### Data for this exercise
* Begin *
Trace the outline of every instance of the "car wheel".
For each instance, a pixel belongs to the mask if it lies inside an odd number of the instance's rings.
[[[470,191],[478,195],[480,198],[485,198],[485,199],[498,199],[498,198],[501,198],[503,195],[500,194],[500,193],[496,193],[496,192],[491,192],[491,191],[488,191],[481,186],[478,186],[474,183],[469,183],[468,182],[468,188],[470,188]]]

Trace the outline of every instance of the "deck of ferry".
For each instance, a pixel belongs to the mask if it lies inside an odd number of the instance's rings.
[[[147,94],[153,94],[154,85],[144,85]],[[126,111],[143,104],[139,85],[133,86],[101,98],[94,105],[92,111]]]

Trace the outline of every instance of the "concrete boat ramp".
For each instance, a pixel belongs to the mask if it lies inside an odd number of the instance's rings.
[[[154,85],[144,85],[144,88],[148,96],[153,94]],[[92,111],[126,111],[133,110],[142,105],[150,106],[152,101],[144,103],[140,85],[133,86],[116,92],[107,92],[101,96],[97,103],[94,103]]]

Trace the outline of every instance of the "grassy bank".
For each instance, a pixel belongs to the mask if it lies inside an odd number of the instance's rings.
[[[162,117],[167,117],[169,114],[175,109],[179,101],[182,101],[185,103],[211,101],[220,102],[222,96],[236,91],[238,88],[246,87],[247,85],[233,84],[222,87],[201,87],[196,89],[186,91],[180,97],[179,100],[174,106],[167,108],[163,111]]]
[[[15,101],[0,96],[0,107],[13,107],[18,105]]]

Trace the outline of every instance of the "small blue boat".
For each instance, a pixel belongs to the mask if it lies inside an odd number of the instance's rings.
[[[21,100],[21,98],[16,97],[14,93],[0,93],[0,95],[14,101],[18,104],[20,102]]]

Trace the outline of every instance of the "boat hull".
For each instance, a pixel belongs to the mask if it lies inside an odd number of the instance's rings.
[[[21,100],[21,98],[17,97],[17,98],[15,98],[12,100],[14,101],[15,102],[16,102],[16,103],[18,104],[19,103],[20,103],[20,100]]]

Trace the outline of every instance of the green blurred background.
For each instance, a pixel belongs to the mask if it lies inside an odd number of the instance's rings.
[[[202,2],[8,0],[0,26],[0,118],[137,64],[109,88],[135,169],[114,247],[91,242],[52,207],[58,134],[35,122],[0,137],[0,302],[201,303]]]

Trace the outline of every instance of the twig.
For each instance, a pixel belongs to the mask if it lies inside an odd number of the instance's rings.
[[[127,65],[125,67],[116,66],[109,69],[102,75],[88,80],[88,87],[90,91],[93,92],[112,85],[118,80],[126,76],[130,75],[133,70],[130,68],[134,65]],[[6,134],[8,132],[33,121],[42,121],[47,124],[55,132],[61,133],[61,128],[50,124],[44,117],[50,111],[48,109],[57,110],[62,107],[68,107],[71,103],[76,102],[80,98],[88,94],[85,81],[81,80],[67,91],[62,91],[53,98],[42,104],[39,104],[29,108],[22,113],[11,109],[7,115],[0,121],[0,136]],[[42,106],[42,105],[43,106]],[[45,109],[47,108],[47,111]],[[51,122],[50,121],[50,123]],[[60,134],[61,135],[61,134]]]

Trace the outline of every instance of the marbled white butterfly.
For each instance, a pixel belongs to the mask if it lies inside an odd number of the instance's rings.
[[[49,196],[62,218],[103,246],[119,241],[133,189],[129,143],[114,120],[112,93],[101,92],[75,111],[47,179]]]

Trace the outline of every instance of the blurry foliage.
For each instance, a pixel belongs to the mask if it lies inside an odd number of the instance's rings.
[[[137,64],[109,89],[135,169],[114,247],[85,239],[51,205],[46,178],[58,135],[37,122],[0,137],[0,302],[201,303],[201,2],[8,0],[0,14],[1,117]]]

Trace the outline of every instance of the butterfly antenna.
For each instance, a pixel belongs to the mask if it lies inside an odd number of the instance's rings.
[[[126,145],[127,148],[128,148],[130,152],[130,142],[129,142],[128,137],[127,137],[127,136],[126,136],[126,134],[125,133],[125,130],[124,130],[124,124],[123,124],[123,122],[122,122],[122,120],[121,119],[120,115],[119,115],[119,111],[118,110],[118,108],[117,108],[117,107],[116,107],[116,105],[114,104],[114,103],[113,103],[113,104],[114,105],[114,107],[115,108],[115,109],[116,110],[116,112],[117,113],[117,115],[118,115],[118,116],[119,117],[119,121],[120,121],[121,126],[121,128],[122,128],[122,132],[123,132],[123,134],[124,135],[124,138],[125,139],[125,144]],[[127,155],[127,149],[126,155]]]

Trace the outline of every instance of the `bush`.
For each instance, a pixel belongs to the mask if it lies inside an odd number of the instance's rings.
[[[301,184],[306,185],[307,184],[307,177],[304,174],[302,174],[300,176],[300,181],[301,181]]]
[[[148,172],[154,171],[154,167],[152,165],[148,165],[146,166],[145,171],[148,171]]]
* End *
### Task statement
Return all lines of the records that contain the word "every", matching case exactly.

### Solution for this problem
Trace the outline of every instance of the "car wheel".
Trace the outline of every instance of the "deck of ferry".
Trace the outline of every instance of the "concrete boat ramp".
Trace the outline of every instance of the "grassy bank".
Trace the outline of every instance of the "small blue boat".
Trace the outline of every instance of the "boat hull".
Trace the outline of every instance of the green blurred background.
Trace the outline of every instance of the twig.
Trace the outline of every instance of the marbled white butterfly.
Trace the outline of every instance of the blurry foliage.
Trace the outline of every instance of the butterfly antenna.
Trace the outline of every instance of the `bush`.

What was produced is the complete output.